DOCUMENT EXCERPT>
The iPhone app, out today, is a blend of site and magazine content, with a dash of Snapchat-like functionality. Using an algorithm, it pulls together a daily feed of eight stories tailored for the user by reading patterns. The feed’s interface is reminiscent of a Snapchat Discover story: users swipe right through headlines, and swipe up if they want to read the full article.
“It has the speed of Snapchat Discover, but that has a different rhythm to it,” said Sally Singer, creative director of Vogue.com. “That, to me, is a daily digest — it’s snackable. Not everything has to be fast and simple.”
The app is available for download today, April 28. The timing is no coincidence: This year’s Met Gala is Monday, May 2 and the theme is Manus x Machina, an homage to technology. The event sponsor is Apple. As stars arrive, photos and interview clips will be sent to the app in real time.
“Apple’s sponsoring of the Met Gala was a gift,”said Singer. “It gave us a hard deadline.”
Vogue is not known as a digital trailblazer. It didn’t even have a Vogue website until 2010. Up until now, Vogue had an iPad edition and a Vogue Runway mobile app that features photos from fashion shows. For its flagship app, Vogue’s five-person internal team spent over nine months brainstorming, and three months developing its features with development agency Oven Bits .
“They’re behind the curve of the market,” said Cathy Boyle, a mobile analyst at eMarketer. Competitors like Harper’s Bazaar and Elle already have space in the app store. “It’s crowded, but it’s very Vogue to sit on the sidelines and study, and wait till they feel ready.”
Vogue is a media anomaly. Its print business is the envy of the industry. The March issue, according to an analysis by WWD, had 405 ad pages. That kind of thriving print business moves collecting the nickels and dimes of digital down the priority list. Online, according to ComScore figures, Vogue’s traffic in February 2016 hit 5.3 million users, while Elle.com’s saw 7.4 million and HarpersBazaar.com, 6.3 million.
Its first flagship mobile app, Singer said, arose out of the publication’s recognition that sometimes, its mobile readers were happening upon Vogue content after a Twitter or Facebook click without realizing the title.
“They’re coming to Vogue.com any which way they can, and sometimes they might not even know that they’re heading there,” said Singer. “With the app, you have to deliver to them the Vogue they need to see everyday specifically, without the noise. That’s a difference.”
For the app, the Vogue team also had to make visual changes: all video and photos are vertical on the app (another user practice Snapchat has cemented), and photoshoots are increasingly becoming moving clips instead of stills.

Like the magazine, advertisers (opening day lineup includes Prada and Nordstrom) have full share of voice on the page they’re displayed on.
“We have the ability and the desire to make special things that we believe in,” said Singer. “We take Vogue to a place which may not necessarily resemble the print world of Vogue, but the same heart and language is at its core.”

EXTRACTED DATA>
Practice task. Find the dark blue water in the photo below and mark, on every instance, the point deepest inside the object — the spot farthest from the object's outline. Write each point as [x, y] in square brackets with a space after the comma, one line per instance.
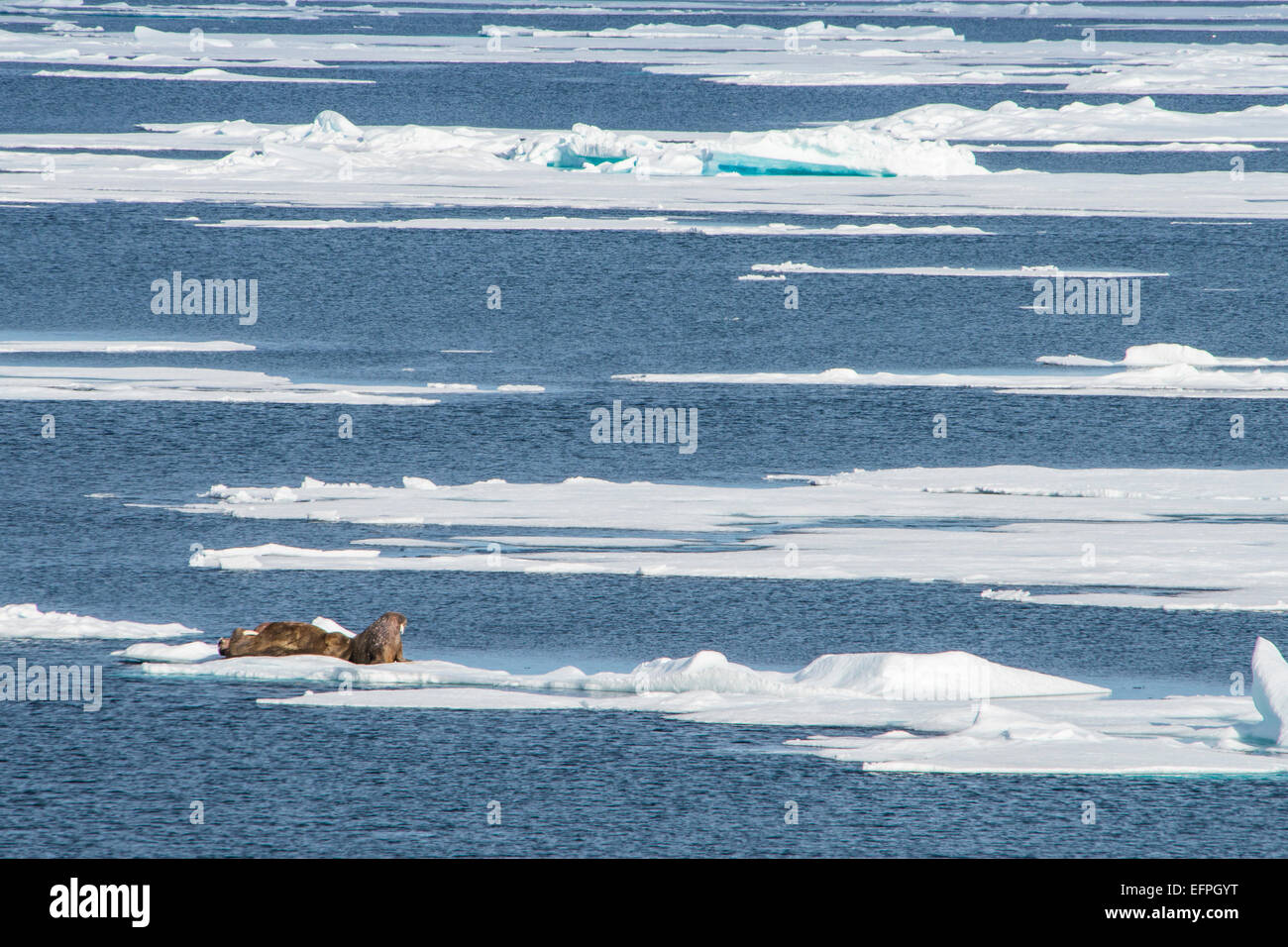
[361, 305]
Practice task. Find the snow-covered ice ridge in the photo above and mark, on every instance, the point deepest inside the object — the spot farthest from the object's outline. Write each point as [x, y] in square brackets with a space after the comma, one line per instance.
[1160, 369]
[953, 711]
[824, 170]
[1168, 539]
[809, 53]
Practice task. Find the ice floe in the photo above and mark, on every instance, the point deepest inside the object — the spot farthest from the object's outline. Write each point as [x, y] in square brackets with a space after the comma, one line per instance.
[158, 382]
[1170, 539]
[120, 347]
[953, 711]
[1158, 369]
[29, 621]
[824, 170]
[647, 224]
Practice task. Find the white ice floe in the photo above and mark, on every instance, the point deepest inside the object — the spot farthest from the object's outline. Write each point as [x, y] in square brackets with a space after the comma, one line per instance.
[1270, 692]
[202, 75]
[648, 224]
[1025, 272]
[163, 382]
[1163, 354]
[811, 53]
[120, 347]
[953, 711]
[1171, 539]
[1010, 740]
[29, 621]
[1159, 369]
[1078, 123]
[885, 676]
[825, 170]
[191, 652]
[1006, 594]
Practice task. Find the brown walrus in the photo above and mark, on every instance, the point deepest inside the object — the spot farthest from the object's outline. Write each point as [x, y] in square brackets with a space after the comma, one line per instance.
[380, 643]
[277, 638]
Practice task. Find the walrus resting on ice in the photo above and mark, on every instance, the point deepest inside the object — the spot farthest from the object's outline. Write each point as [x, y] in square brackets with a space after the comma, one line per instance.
[278, 638]
[381, 642]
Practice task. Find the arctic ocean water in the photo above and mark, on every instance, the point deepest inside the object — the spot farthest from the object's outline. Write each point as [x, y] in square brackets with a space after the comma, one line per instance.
[365, 305]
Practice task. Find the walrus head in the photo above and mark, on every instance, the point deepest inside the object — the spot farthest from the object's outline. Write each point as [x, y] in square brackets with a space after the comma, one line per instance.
[394, 620]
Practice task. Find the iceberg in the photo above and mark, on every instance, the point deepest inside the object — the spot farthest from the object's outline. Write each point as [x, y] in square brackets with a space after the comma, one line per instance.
[1270, 693]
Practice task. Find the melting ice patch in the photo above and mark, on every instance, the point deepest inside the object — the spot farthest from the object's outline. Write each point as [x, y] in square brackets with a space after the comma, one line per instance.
[29, 621]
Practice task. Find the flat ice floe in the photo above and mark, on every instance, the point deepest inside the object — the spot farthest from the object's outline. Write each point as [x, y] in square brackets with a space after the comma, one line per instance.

PROBLEM TO WORK ON>
Transcribe a passage from the Vogue app article word for word: begin at the words "The iPhone app, out" and stop after "in real time.". Work only from the article about the Vogue app.

EXPECTED ANSWER>
The iPhone app, out today, is a blend of site and magazine content, with a dash of Snapchat-like functionality. Using an algorithm, it pulls together a daily feed of eight stories tailored for the user by reading patterns. The feed’s interface is reminiscent of a Snapchat Discover story: users swipe right through headlines, and swipe up if they want to read the full article.
“It has the speed of Snapchat Discover, but that has a different rhythm to it,” said Sally Singer, creative director of Vogue.com. “That, to me, is a daily digest — it’s snackable. Not everything has to be fast and simple.”
The app is available for download today, April 28. The timing is no coincidence: This year’s Met Gala is Monday, May 2 and the theme is Manus x Machina, an homage to technology. The event sponsor is Apple. As stars arrive, photos and interview clips will be sent to the app in real time.